* Votre tâche
Mettez à jour le texte sur la loi contre le négationnisme : recopiez le passage situé entre « Quel intérêt y » et « de notre président. », inclus, en remplaçant « président » par « gouvernement ».
#### Texte fourni ####
En quoi un génocide serait-il plus criminel, plus odieux qu’une guerre ? Il distingue seulement une forme de massacre ciblé, point barre. Il appartient à ceux qui portent un regard sur des événements d’en juger en leur âme et conscience.
Quel intérêt y a-t-il de faire une loi pour punir ceux qui nient, ce que d’autres peuvent penser librement et interpréter l’histoire avec leur filtre, est-ce que les Turcs vont faire une loi pour punir tous ceux qui disent que ce sont des génocidaires ?
Allons-nous, après avoir développé la pensée unique, imposer la pensée officielle, il y a des marches vers la dictature qui ne trompent pas, et elles se parent toujours des prétextes les plus fondamentaux, et des événements les plus émotionnels.
Mais en l’espèce je n’y vois qu’un calcul politicien de notre président.
Il peut bien faire dire qu’il tient une promesse électorale, il faut vraiment prendre les citoyens pour des cons, ses prédécesseurs Chirac et Jospin avaient enterré ce dossier pour politiquement ne pas détériorer les relations avec la Turquie qui frappait aux portes de l’Europe.
Et voilà que Zorro, qui clame la nécessité d’équilibrer la balance commerciale par des exportations, se prive des relations économiques avec cet état, laïque de surcroît. Que nous reconnaissions le génocide est notre droit le plus strict, que nous punissions les négationnistes quand nous savons que la Turquie en fait partie, laisse interrogatif.
Il n’y a pas dessous une problématique liée aux droits de l’homme, sinon qu’irions nous faire en Chine, pourquoi accepterions-nous alors ses financements pour sauver l’euro ?
Y a-t-il une raison d’état supérieure que nous ne puissions différer cette loi, cette obstination à vouloir punir les négationnistes va causer un trouble certain ?
Imaginez un ambassadeur turc en France, dans son ambassade il est protégé, dehors il devient un délinquant, imaginez les Turcs vivant en France, nous allons devoir les juger pour négationnisme et les emprisonner, allons-nous organiser une rafle et leur demander de se rétracter ?
Si ceci n’est pas folie je ne m'y connais pas, mais folie ne veut pas dire fou, il faut donc en rechercher les véritables motivations.
Nous pouvons penser que c’est une manière définitive d’exclure la Turquie de l’entrée dans l’Union Européenne, et plaire à l’électorat opposé à cette ouverture.
Mais je crois que le pouvoir tient là un moyen de tension facteur d’angoisse et de peur dans l’imaginaire et la fantasmagorie d’un électorat potentiel, notre président n’est obsédé que par cela.
#### Lignes de données ####
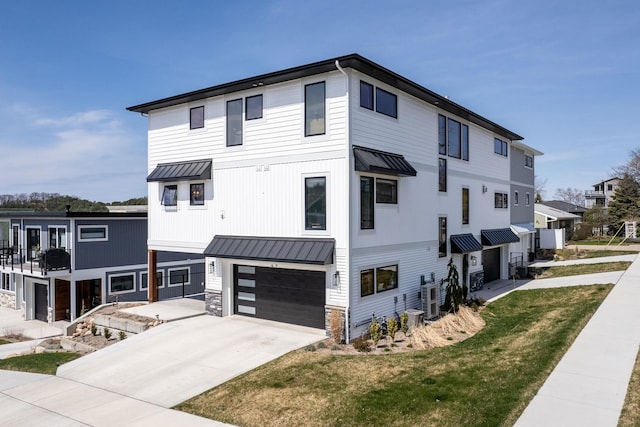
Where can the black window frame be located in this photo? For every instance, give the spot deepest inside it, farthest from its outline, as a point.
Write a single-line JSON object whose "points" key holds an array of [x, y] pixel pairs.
####
#### Lignes de données ####
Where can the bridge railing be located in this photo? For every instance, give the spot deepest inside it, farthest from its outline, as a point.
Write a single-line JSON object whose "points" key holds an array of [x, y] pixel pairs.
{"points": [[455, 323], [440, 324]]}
####
#### Lignes de données ####
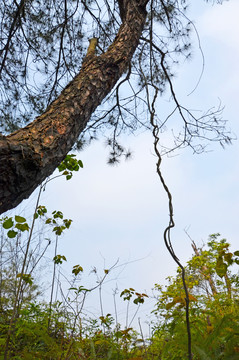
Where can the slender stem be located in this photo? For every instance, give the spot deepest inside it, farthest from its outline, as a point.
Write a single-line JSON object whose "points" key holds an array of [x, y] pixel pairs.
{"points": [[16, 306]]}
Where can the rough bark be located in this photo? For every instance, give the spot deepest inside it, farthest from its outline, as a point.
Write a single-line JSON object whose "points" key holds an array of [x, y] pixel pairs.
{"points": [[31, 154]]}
####
* Résultat obtenu
Quel intérêt y a-t-il de faire une loi pour punir ceux qui nient, ce que d’autres peuvent penser librement et interpréter l’histoire avec leur filtre, est-ce que les Turcs vont faire une loi pour punir tous ceux qui disent que ce sont des génocidaires ?
Allons-nous, après avoir développé la pensée unique, imposer la pensée officielle, il y a des marches vers la dictature qui ne trompent pas, et elles se parent toujours des prétextes les plus fondamentaux, et des événements les plus émotionnels.
Mais en l’espèce je n’y vois qu’un calcul politicien de notre gouvernement.